**RECORDS FOR THE TASK**:
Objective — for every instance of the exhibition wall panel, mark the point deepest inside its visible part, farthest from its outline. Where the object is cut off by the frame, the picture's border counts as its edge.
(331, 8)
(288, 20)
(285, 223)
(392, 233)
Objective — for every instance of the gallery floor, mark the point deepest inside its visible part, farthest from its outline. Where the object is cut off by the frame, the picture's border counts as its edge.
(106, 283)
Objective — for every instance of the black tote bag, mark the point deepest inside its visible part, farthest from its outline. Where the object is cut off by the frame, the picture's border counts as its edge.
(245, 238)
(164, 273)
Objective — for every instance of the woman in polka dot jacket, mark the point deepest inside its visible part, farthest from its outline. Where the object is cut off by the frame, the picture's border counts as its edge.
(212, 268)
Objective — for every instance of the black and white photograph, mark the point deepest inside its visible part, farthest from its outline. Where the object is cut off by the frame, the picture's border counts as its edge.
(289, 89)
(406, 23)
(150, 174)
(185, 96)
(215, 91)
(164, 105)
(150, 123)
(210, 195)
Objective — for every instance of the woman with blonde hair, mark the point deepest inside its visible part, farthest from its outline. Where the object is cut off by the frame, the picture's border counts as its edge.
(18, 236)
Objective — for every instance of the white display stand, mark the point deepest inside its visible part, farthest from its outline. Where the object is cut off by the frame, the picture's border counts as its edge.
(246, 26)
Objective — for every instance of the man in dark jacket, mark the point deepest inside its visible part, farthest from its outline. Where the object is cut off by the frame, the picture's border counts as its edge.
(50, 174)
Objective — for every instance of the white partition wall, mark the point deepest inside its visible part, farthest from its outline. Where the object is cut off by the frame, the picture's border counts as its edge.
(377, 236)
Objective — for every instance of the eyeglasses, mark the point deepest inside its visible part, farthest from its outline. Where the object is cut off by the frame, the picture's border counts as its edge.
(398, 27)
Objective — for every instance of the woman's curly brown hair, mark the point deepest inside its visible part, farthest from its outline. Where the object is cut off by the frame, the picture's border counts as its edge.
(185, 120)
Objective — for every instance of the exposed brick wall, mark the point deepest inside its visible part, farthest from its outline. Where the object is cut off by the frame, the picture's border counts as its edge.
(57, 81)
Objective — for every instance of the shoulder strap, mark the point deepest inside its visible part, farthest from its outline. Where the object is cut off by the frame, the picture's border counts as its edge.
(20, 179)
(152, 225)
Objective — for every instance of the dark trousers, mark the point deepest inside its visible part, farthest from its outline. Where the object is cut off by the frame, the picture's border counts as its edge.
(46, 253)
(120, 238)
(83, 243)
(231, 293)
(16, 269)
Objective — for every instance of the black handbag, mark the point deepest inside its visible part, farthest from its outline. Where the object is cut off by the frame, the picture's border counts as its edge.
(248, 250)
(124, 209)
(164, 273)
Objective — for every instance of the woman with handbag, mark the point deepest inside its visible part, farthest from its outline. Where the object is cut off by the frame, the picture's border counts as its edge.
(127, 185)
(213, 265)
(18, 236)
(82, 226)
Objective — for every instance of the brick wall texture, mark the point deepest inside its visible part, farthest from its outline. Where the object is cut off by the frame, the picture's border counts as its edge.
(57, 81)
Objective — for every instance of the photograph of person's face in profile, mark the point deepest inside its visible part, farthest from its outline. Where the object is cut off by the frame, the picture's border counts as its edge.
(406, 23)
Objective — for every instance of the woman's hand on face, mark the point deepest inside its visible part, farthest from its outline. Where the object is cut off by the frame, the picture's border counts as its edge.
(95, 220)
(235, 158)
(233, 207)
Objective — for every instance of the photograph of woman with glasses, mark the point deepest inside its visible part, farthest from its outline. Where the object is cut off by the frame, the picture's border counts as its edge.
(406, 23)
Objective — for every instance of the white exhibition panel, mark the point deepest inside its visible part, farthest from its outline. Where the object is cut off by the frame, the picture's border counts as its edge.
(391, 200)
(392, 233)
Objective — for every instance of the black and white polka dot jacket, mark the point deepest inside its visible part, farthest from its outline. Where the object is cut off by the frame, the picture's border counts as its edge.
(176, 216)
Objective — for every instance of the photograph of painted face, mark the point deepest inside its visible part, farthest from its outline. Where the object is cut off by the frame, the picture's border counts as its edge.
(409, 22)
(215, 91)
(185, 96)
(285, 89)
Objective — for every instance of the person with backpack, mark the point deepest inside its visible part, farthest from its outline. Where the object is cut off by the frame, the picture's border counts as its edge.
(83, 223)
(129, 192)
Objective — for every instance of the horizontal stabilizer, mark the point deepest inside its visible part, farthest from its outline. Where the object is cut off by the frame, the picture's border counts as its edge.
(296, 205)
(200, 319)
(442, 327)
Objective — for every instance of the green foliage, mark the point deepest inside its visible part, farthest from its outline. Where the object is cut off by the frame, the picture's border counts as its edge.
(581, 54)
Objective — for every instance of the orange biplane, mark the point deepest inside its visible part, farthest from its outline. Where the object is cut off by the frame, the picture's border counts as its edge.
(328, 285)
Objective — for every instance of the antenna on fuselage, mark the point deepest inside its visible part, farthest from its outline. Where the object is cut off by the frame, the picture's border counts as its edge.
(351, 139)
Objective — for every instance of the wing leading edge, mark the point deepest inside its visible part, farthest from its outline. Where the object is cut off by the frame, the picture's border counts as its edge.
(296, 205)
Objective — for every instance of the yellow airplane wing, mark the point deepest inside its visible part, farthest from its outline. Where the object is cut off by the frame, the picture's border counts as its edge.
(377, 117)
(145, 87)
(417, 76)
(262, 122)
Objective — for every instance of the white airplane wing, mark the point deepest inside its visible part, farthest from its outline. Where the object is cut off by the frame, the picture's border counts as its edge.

**DIRECTIVE**: Write out the entries in full, exactly as given.

**RESULT**:
Objective — for every instance of the exhibition wall panel, mark the point deepest inside its visible part, farthest from its outline. Where the object is cut off by the frame, the picture's border counts as its edge.
(331, 8)
(288, 20)
(285, 223)
(392, 233)
Objective — for every instance of the gallery floor, mark the point deepest inside its visible part, farthest from its outline. Where the object is cut off by the frame, the picture's border counts as its edge.
(106, 283)
Objective — for every instance of the black tote bag, mark the point deepest inside its visible part, farthest from its outline. Where the object is cut off by the frame, the picture's border counts as its edge.
(245, 238)
(164, 273)
Objective — for every instance of the woman in polka dot jacket, mark the point deepest inside its visible part, farthest from its outline. Where the object is cut off by the frame, the picture's border counts as its edge.
(212, 268)
Objective — for every instance of the black and white photograph, mark the point deepest inside its visible part, farthest from its outline. Where the object is cut off by the frame, the picture's border counts as its edge.
(289, 89)
(406, 23)
(150, 174)
(185, 96)
(215, 91)
(164, 105)
(150, 123)
(210, 195)
Objective — for every instance of the woman with blonde hair, mark the point deepest inside its visible part, farthest from its outline. Where the object is cut off by the frame, the picture's border counts as its edge.
(18, 236)
Objective — for every instance of the white display stand, mark the point deepest inside its visible part, farthest from its outline. Where the object is cut off by the frame, the picture's border counts as its edge.
(246, 26)
Objective — for every instance of the man in dark jacket, mark the point deepest inside its visible part, farthest from its outline. Where the object is cut off by the frame, the picture's border counts as its edge.
(50, 174)
Objective — for every instance of the white partition wall, mark the point deepest inside its visible part, farthest from its outline. Where the object is cut off by the frame, the picture's border counts as its edge.
(377, 236)
Objective — for every instance of the eyeglasses, mark the point deepest inside its visible part, farthest from its outline. Where the object is cut off by the frame, the picture's border counts as its edge.
(398, 27)
Objective — for every instance of the woman's curly brown hair, mark the point deepest inside its visible part, farthest from its outline. Where the object is cut off by the frame, the picture's border counts as its edge.
(185, 120)
Objective — for every instance of the exposed brick wall, mark the point deepest inside its visible part, farthest from its outline. Where the object is cut off by the frame, the picture's border counts as its edge.
(57, 81)
Objective — for every instance of the shoulder strap, mark the point deepest inside its visible part, farthest from its outline. Where the object is cut off by the frame, the picture's border counts as its edge.
(20, 179)
(152, 225)
Objective — for every instance of the dark trousers, mark the point deepest inside its visible part, farthest from its outline. Where the object is cut off by the frame, the picture's border counts as its edge.
(46, 253)
(120, 238)
(83, 243)
(231, 293)
(16, 269)
Objective — for every instance of the black handbag, mark the point deepest inside its visible part, farthest from its outline. Where the object is cut off by the frame, the picture's border counts as its edge.
(248, 250)
(124, 209)
(164, 273)
Objective — for every instance of the woman with handbag, mark the point deepest inside its visible part, farthest from its outline. Where the object is cut off by the frame, the picture's border counts as its edge.
(127, 185)
(213, 265)
(18, 236)
(82, 226)
Objective — for every instance of the brick wall texture, mark the point deepest inside its visible part, farthest from its outline. Where the object is cut off by the frame, the picture's border counts as its edge.
(57, 81)
Objective — for every instance of the photograph of person's face in profile, mark the point deepest inside its visible part, farthest from its outline. Where the object is cut off by the frame, the picture's border counts as its edge.
(406, 23)
Objective — for every instance of the woman's hand on face, mark the point deepest inside its visible part, farthest from its outline. Where the object is cut off by the frame, the picture's border counts as its edge.
(95, 220)
(235, 158)
(233, 207)
Objective — for every instance of the photograph of woman with glasses, mark the point deepest inside its visible part, farthest from its outline. Where the object is cut off by the frame, the picture's border counts as its edge.
(406, 23)
Objective — for every instance of the white exhibition panel, mark the point deepest inside its visible part, farthest from its outline. Where the object is cut off by the frame, the picture's border counts as its edge.
(391, 200)
(392, 233)
Objective — for every instance of the black and white polka dot jacket, mark the point deepest inside its visible part, farthest from its outline. Where the object is cut off by the frame, the picture's border counts as its edge.
(176, 216)
Objective — for every instance of the photograph of painted face, mark the point deepest inside its visible part, farthest from its outline. Where the object is cut off by the frame, the picture's border counts as its edge.
(409, 22)
(215, 91)
(185, 96)
(285, 89)
Objective — for every instance of the person with backpack, mark the point deepest inside its visible part, farthest from its outline. Where the object is cut off by the frame, the picture's border counts as its edge.
(83, 223)
(129, 192)
Objective — for every instance of the horizontal stabilizer, mark the point deepest inside its visible part, farthest from its outline. Where the object is cut off by the frame, the picture's border counts as its edge.
(296, 205)
(200, 319)
(442, 327)
Objective — for every instance of the green foliage, mark the point deepest inside its visible part, farthest from its outline. Where the object is cut off by the frame, the picture's border counts as its edge.
(581, 54)
Objective — for every instance of the orange biplane, mark the point deepest inside its visible part, farthest from its outline. Where the object is cut off by the frame, the picture's border counts as its edge.
(328, 285)
Objective — for every instance of the antenna on fuselage, mark the point deepest inside its visible part, farthest from its outline. Where the object is cut off by the frame, the picture's border counts as its edge.
(351, 139)
Objective — for every instance of the wing leading edge, mark the point deepest inside its visible part, farthest from its outline. Where the object is cut off by the frame, the picture's border counts as its edge.
(296, 205)
Objective — for every instance of the yellow airplane wing, mark the point deepest inside its visible part, farthest from its outline. Where the object is cut off by the frame, the picture's border counts as its edge.
(377, 117)
(145, 87)
(417, 76)
(262, 122)
Objective — for every instance of the white airplane wing, mark the point deepest inside its visible part, farthest from its outline. Where the object is cut off by the frame, the picture's border counts as its edge.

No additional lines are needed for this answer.